**What is expected**: Retype the following passage from the Seminole Tribe v. Butterworth text word for word, starting at "Case history" and ending at "prohibitory in nature.".

**Text**:
- Court: United States Court of Appeals for the Fifth Circuit
- Full case name: SEMINOLE TRIBE OF FLORIDA, an Organized Tribe of Indians, as recognized under and by the Laws of the United States, Plaintiff-Appellee, v. Robert BUTTERWORTH, the duly elected Sheriff of Broward County, Florida, Defendant-Appellant.
- Decided: October 5 1981
- Citation: 658 F.2d 310

Case history
- Prior history: Aff'g 491 F. Supp.1015 (S.D. Fla. 1980).
- Subsequent history: Cert. denied, 455 U.S. 1020 (1982).

Holding
- The State of Florida does not have authority to enforce the Florida Bingo Statute on the Seminole Tribe of Florida's reservation, even though Florida is a Public Law 280 state, because the Bingo Statute is regulatory rather than prohibitory in nature.

Court membership
- Judges sitting: Lewis R. Morgan, Paul Hitch Roney, and Phyllis A. Kravitch

Case opinions
- Majority: Lewis R. Morgan, joined by Phyllis A. Kravitch
- Dissent: Paul Hitch Roney

= Seminole Tribe v. Butterworth =

United States Court of Appeals for the Fifth Circuit case

Seminole Tribe of Florida v. Butterworth, 658 F.2d 310 (5th Cir. 1981), was a United States Court of Appeals for the Fifth Circuit case that significantly influenced the development of modern Native American gaming law. In Seminole Tribe, the Fifth Circuit ruled that the State of Florida did not have authority to enforce the Florida Bingo Statute on the Seminole Tribe of Florida's reservation, even though Florida is a Public Law 280 state with special rights to extend criminal and limited civil jurisdiction over Indian Country. Because of the decision, the Seminole Tribe was able to build and operate the nation's first tribally-owned high-stakes bingo parlor on their reservation in Florida, even though bingo for profit was illegal under Florida law at the time. Many other tribes later followed the Seminole Tribe's lead by building their own bingo parlors on their reservations, leading many scholars to call the Seminole Tribe's victory in this case the "birth" of modern commercial gambling on reservations.

== Case ==

=== Facts ===
In the 1970s, the Seminole Tribe contracted with a private limited partnership that agreed to build and operate a large, high-stakes bingo hall on the Tribe's reservation in exchange for a percentage of profits as management fees. The hall cost approximately $900,000 to construct, it was one of the nation's first high-stakes bingo parlors, and it was the very first tribally-owned high-stakes bingo parlor. The Tribe made this investment in the bingo hall despite the fact that the hall's planned operation would be "clearly in violation" of the Florida Bingo Statute at that time, Fla. Stat. § 849.093(repealed in 1992). The Bingo Statute only permitted certain charitable, religious, community, or other similar organizations to run bingo games, and even those organizations were limited to running games on less than two days per week with only one jackpot of less than $100 given out per day. The Tribe's bingo hall operated six days per week and handed out multiple jackpots a day of much higher than $100 value.

By 1979, construction on the bingo hall was completed. Shortly before the scheduled opening of the bingo hall, however, Robert Butterworth, the sheriff of Broward County, Florida, informed the Tribe he would make arrests for any violations of the Florida Bingo Statute on the reservation. In response, the Seminole Tribe filed a lawsuit in the United States District Court for the Southern District of Florida, seeking a declaratory judgment and injunctive relief against Sheriff Butterworth.

**Data section**:

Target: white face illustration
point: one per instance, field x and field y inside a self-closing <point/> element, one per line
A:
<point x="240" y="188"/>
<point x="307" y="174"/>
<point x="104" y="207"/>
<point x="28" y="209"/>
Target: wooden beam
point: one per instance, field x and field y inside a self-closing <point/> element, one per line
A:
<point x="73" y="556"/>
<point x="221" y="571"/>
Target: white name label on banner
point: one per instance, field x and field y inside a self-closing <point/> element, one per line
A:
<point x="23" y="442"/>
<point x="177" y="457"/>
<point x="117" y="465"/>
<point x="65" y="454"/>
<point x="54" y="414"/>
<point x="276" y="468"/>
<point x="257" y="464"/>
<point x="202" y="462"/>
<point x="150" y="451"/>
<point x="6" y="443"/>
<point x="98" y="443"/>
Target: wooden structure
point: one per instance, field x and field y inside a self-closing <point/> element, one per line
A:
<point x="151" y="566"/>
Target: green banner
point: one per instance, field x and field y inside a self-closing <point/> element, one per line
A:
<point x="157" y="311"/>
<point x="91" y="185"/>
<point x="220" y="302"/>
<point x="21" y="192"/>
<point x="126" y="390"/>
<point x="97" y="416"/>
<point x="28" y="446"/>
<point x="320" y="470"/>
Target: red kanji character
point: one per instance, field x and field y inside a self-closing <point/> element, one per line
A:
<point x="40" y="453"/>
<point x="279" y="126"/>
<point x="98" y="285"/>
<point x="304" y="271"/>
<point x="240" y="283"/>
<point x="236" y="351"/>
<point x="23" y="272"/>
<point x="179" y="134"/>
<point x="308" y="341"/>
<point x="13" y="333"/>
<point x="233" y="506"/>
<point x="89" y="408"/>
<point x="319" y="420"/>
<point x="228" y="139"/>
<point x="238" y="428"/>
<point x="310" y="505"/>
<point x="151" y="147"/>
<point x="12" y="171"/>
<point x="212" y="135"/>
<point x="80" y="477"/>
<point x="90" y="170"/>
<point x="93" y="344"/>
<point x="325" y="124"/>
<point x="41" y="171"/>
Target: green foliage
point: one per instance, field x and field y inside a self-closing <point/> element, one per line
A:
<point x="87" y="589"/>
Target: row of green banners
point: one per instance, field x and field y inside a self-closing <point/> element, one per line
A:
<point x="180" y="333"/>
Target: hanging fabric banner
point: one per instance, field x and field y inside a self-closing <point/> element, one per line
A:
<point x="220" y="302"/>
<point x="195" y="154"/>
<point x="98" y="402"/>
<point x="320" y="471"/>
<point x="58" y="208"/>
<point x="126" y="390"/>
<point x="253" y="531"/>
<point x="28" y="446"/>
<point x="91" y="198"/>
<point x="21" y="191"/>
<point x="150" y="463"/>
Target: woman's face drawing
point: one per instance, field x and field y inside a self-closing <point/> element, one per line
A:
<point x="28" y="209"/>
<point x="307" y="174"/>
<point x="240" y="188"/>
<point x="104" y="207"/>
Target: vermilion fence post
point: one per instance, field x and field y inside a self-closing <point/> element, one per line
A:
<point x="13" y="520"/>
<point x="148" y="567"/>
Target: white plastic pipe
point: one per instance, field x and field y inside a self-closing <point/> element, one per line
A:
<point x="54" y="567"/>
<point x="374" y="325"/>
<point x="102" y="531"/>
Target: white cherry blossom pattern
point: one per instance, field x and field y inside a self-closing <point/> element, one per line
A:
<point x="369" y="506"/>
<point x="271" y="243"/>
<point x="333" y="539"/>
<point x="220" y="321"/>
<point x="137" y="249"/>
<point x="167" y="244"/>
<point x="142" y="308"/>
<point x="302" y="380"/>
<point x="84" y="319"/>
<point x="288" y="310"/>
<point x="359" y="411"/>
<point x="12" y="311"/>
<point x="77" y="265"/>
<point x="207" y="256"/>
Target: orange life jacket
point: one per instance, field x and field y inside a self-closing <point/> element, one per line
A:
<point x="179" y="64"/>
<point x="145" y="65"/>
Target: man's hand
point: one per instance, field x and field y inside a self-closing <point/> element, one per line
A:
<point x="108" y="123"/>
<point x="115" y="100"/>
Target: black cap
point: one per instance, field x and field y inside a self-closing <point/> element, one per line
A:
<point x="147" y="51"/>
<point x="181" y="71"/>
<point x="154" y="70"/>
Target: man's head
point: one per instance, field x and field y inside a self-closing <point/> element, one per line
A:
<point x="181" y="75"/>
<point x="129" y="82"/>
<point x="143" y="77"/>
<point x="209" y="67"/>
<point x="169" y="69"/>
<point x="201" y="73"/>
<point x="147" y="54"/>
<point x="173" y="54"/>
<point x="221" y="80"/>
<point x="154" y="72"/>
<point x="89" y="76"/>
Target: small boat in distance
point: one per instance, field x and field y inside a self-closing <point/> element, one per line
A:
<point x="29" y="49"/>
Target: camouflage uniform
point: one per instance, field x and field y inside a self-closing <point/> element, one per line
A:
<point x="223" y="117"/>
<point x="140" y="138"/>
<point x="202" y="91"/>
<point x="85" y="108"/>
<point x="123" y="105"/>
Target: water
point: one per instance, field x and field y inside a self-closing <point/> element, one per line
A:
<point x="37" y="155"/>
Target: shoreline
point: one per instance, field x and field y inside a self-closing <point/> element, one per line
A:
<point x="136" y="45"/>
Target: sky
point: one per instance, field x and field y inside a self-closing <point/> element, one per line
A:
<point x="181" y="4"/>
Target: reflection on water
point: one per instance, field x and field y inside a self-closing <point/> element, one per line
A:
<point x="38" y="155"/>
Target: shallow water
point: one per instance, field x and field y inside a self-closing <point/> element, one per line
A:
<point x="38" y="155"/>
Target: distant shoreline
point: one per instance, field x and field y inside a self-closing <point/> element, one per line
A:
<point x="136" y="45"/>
==
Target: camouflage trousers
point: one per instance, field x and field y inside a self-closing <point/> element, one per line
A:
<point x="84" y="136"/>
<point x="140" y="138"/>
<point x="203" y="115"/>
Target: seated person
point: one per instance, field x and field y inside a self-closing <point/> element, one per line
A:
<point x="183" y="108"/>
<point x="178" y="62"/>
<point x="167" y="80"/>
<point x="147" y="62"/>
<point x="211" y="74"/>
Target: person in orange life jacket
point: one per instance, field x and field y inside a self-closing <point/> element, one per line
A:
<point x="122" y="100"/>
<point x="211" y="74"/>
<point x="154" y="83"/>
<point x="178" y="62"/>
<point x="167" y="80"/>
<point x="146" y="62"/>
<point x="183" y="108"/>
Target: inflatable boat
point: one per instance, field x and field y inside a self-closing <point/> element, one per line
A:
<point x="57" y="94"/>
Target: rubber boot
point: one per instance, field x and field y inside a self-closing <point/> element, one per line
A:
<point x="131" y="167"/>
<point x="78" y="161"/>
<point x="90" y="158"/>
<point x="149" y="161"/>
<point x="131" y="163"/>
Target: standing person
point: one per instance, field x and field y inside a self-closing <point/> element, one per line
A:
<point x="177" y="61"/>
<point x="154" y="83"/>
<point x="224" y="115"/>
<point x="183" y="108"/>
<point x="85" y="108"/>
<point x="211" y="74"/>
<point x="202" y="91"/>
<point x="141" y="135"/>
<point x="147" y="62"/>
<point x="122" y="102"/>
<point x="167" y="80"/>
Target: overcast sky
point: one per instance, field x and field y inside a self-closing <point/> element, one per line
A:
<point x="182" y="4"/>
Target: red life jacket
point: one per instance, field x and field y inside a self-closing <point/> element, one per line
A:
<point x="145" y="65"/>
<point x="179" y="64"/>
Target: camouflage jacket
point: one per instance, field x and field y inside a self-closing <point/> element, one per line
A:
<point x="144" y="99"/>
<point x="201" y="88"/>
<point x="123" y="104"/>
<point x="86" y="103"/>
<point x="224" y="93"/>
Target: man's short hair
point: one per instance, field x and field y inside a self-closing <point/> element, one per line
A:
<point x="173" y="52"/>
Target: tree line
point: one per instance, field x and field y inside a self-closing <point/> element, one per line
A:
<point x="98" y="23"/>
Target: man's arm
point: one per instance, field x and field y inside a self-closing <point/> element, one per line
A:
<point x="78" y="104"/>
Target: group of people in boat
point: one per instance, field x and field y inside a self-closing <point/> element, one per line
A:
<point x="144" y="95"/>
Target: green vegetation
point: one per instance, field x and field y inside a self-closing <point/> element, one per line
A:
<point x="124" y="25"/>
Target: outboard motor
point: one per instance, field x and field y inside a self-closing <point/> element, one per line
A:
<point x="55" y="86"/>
==
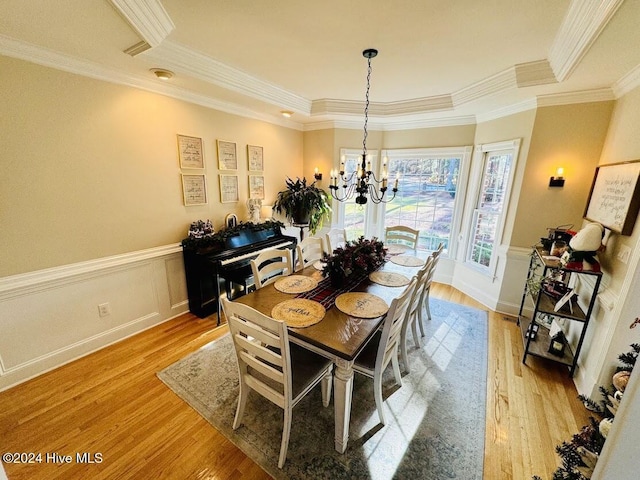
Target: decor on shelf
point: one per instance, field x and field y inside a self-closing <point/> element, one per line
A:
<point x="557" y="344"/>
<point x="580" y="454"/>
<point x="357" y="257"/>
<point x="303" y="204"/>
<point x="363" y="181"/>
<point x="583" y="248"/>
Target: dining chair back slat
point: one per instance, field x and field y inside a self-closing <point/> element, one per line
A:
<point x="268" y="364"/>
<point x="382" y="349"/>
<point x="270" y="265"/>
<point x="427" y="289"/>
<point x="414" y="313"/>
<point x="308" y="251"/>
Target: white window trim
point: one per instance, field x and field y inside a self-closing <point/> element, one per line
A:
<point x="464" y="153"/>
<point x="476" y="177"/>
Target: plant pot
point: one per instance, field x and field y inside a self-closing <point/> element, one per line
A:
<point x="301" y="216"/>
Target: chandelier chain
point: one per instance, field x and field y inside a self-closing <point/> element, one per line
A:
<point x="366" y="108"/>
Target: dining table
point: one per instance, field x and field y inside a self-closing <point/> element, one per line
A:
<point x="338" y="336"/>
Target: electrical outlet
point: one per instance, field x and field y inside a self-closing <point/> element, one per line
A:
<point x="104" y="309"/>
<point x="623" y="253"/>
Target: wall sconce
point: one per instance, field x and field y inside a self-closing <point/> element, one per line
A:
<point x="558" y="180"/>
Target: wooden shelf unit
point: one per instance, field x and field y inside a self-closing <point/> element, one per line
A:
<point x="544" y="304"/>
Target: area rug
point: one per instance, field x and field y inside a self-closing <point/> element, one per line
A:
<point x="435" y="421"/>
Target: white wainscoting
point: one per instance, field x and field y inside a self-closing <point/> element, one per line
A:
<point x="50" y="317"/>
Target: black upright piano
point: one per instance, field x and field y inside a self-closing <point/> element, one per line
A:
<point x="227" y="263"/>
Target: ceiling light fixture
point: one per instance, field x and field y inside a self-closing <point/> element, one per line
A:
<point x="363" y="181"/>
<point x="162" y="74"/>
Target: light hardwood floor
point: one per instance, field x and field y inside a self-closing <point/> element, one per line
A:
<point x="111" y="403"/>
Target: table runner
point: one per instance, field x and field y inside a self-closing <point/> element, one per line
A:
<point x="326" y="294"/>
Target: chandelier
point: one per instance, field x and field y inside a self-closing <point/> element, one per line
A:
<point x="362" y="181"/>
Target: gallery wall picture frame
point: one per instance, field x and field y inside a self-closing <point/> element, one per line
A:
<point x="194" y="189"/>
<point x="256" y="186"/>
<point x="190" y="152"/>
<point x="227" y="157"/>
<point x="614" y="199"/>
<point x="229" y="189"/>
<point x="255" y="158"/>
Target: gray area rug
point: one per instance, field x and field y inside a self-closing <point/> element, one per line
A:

**Full output**:
Case history
- Prior history: Aff'g 491 F. Supp.1015 (S.D. Fla. 1980).
- Subsequent history: Cert. denied, 455 U.S. 1020 (1982).

Holding
- The State of Florida does not have authority to enforce the Florida Bingo Statute on the Seminole Tribe of Florida's reservation, even though Florida is a Public Law 280 state, because the Bingo Statute is regulatory rather than prohibitory in nature.